→ **Object point labels**

———

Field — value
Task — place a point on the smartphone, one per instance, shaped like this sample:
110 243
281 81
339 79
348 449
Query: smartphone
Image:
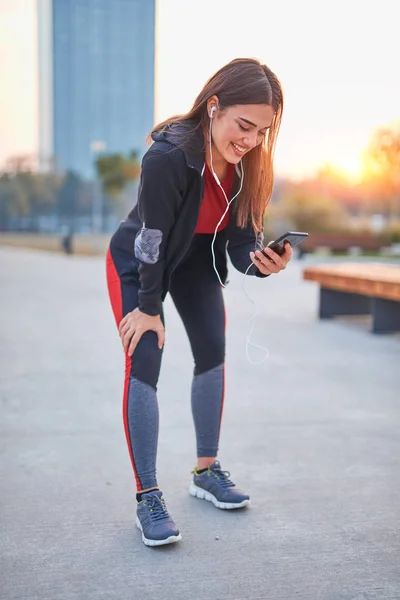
293 237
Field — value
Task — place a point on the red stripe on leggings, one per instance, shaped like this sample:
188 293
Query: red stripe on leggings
114 292
223 384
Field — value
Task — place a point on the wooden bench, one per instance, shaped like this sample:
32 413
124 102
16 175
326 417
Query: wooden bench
340 242
357 289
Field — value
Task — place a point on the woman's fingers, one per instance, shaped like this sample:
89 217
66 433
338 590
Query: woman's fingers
267 267
161 337
276 259
127 338
134 342
124 329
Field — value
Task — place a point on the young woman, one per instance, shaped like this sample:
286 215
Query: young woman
175 240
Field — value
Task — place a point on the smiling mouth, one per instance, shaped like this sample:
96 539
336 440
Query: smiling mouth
239 148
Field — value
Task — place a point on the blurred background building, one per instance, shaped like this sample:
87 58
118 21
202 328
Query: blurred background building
96 79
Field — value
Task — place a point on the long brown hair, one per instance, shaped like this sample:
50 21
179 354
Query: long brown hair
244 81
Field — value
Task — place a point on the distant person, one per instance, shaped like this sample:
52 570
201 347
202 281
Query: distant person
198 163
67 241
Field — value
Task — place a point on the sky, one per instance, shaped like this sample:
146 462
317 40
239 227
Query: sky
337 62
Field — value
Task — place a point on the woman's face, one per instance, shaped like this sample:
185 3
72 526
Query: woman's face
238 129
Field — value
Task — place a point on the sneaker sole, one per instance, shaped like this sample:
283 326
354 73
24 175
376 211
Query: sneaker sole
198 492
170 540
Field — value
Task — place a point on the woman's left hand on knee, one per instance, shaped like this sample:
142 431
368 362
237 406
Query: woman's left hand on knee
274 263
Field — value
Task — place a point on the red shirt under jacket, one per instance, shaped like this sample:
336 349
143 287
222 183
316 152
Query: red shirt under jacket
213 205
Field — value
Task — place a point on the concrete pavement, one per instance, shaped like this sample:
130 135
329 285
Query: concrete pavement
312 434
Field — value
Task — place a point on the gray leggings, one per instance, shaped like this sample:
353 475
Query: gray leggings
198 298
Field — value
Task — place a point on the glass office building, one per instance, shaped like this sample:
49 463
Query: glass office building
96 78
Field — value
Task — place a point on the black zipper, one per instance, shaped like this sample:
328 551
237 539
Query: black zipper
178 262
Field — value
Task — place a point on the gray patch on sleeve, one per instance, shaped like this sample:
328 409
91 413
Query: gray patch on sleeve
147 245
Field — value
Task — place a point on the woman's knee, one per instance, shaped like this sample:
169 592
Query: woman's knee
209 354
145 362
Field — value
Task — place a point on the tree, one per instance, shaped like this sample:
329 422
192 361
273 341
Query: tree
306 212
115 171
382 167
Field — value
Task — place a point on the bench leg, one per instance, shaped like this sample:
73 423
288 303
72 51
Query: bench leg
333 303
385 315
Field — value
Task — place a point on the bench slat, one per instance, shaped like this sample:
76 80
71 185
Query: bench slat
371 279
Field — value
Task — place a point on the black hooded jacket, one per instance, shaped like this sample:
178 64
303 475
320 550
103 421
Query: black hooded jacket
158 231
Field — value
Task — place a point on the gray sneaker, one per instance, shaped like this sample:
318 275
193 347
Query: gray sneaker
215 486
154 521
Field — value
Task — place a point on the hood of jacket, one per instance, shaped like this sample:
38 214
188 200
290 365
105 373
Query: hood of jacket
188 137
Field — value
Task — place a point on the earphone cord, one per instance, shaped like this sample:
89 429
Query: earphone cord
228 203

———

→ **WRITTEN INSTRUCTION**
Locate every line above containing the word "jacket" and copy each one.

→ **PROBLEM SOLUTION**
Task — place a point on the red shirt under jacket, one per instance, shaped like this sample:
Query: red shirt under jacket
Task — place a point on the black hooded jacket, one per instance, shaped like this sample:
Query: black hooded jacket
Task — place a point on the hood of jacket, one per instance, shaped like this sample:
Query: hood of jacket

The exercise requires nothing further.